**How to complete this task:** Locate the line that contains "Target: white door frame" in the entries below, then repeat it and every following line through the line that contains "Target: window sill", exactly, and no others.

**Supplied material:**
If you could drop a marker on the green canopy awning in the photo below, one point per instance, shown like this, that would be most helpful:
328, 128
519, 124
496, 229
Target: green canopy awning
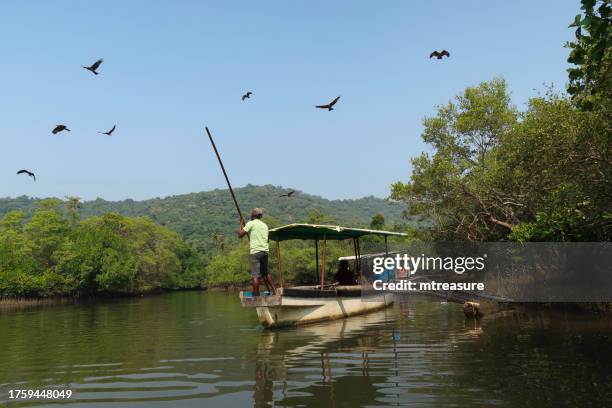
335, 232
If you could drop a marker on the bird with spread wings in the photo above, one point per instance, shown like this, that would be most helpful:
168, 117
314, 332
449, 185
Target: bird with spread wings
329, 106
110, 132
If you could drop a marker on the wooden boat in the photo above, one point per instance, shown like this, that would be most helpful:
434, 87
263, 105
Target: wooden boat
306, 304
---
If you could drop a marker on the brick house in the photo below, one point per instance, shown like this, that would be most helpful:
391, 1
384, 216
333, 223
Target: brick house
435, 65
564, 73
...
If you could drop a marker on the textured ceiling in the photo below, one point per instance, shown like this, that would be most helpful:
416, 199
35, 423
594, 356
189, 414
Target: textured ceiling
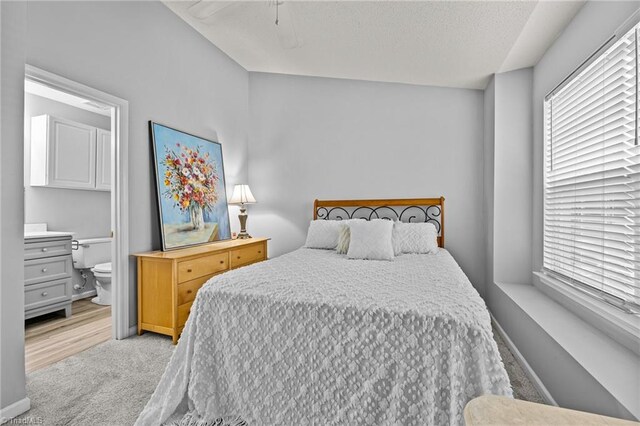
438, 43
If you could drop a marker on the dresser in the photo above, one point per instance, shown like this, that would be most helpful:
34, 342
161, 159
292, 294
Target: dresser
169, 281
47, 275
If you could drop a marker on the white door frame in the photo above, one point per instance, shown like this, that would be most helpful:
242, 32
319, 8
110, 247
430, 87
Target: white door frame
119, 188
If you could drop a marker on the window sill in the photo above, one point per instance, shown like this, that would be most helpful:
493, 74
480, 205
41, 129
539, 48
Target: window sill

**Written response:**
Target: white door frame
119, 188
If you could drop a marker on the window sill in the photo above, one point per instance, shown like this, that would be most helpful:
493, 74
480, 205
41, 129
539, 48
Target: window sill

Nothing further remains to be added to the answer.